**Instructions to follow**
Each line from the one holding "the brown fur" to the end of the listing below must be given again exactly as it appears.

○ ○ ○ ○ ○ ○ ○

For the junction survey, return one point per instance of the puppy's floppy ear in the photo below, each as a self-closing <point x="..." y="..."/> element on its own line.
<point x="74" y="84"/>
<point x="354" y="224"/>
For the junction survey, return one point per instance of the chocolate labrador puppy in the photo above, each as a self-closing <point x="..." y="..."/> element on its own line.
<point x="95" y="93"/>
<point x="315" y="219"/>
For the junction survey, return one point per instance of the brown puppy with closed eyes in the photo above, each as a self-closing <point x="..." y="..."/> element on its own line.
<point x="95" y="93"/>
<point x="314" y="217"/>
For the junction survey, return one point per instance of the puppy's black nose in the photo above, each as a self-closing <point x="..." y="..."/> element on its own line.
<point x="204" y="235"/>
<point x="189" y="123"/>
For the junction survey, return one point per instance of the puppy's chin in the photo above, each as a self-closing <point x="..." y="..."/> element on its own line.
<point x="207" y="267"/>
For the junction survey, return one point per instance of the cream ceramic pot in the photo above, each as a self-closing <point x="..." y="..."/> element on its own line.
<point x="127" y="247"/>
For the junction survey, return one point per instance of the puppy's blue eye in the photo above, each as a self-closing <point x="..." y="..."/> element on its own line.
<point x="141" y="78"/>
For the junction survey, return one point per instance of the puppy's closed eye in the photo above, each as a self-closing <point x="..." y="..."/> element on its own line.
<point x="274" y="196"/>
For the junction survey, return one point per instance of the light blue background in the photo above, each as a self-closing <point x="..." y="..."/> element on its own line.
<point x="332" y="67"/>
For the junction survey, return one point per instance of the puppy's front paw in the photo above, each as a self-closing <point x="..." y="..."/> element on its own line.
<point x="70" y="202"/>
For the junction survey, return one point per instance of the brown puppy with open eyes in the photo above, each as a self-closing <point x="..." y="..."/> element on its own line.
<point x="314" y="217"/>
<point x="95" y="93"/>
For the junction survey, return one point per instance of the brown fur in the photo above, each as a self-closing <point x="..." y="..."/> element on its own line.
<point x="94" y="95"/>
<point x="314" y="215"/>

○ ○ ○ ○ ○ ○ ○

**Reply to the task**
For the junction survey, return one point per instance of the brown fur in the photo above, each as a self-closing <point x="..." y="..."/> element on its own line.
<point x="94" y="95"/>
<point x="314" y="215"/>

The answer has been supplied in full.